- INSTRUCTIONS FOR THE TASK
Reproduce the entries from the line with "segment bomber nose cone, every instance" up to and including the line with "[[[23,39],[33,0],[0,0],[0,109],[24,110],[30,103]]]", keeping every character the same.

- DATA SHOWN
┌────────

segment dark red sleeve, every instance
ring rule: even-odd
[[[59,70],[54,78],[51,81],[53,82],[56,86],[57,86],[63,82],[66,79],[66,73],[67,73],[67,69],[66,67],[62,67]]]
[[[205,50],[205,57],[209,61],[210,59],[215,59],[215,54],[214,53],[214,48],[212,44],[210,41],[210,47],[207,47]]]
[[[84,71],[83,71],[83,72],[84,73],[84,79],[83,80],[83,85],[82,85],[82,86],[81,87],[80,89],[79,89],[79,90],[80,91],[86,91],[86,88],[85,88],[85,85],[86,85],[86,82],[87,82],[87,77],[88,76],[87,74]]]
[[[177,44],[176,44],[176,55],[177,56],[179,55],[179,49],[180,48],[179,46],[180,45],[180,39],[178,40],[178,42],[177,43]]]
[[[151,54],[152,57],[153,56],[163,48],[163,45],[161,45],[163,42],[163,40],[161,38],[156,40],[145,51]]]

└────────
┌────────

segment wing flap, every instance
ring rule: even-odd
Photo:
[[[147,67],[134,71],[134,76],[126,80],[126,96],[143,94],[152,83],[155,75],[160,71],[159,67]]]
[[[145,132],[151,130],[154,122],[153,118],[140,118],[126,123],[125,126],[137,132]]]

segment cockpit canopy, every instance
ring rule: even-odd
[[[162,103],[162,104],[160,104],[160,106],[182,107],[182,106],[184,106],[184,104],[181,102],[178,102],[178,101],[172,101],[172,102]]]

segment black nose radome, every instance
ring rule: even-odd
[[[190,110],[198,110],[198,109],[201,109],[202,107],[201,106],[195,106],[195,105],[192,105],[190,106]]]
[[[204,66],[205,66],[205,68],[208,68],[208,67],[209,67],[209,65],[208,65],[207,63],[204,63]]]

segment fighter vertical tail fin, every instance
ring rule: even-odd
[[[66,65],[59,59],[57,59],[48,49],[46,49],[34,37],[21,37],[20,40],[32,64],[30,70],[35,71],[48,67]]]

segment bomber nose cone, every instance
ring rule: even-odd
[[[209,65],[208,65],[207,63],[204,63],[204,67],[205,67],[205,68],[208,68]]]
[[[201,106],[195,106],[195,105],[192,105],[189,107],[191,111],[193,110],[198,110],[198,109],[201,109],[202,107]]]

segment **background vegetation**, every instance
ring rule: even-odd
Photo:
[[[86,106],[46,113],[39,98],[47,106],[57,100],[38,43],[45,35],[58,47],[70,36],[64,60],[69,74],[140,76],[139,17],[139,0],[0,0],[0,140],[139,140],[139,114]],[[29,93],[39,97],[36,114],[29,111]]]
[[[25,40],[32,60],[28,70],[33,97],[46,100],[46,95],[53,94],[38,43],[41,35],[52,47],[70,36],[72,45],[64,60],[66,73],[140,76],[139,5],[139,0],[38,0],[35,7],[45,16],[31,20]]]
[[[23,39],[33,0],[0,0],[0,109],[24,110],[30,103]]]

└────────
┌────────

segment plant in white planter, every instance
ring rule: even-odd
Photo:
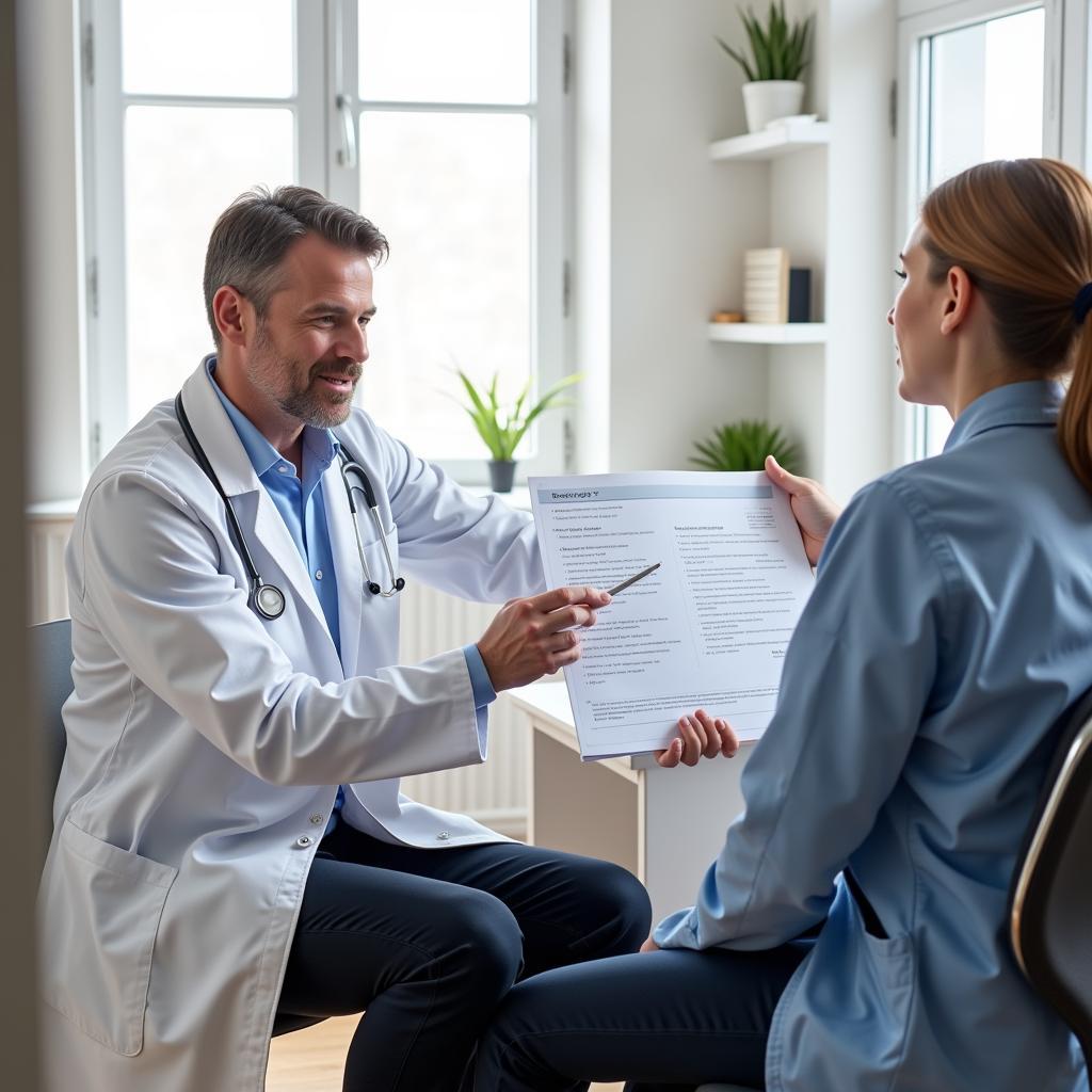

└────────

- FINAL RESULT
segment bomber nose cone, every instance
ring rule: even-odd
[[[209,65],[208,65],[207,63],[204,63],[204,67],[205,67],[205,68],[208,68]]]
[[[201,106],[195,106],[195,105],[192,105],[189,107],[191,111],[193,110],[198,110],[198,109],[201,109],[202,107]]]

segment **background vegetation**, every instance
ring rule: even-odd
Photo:
[[[86,106],[46,113],[39,98],[47,106],[57,100],[38,43],[45,35],[58,47],[70,36],[64,60],[69,74],[140,76],[139,17],[139,0],[0,0],[0,140],[139,140],[139,114]],[[29,93],[39,97],[36,114],[29,111]]]
[[[25,40],[32,60],[28,70],[33,97],[46,100],[46,95],[53,94],[38,43],[41,35],[52,47],[70,36],[72,45],[64,60],[66,73],[140,76],[139,5],[139,0],[38,0],[35,7],[45,16],[31,20]]]
[[[23,39],[33,0],[0,0],[0,109],[24,110],[30,103]]]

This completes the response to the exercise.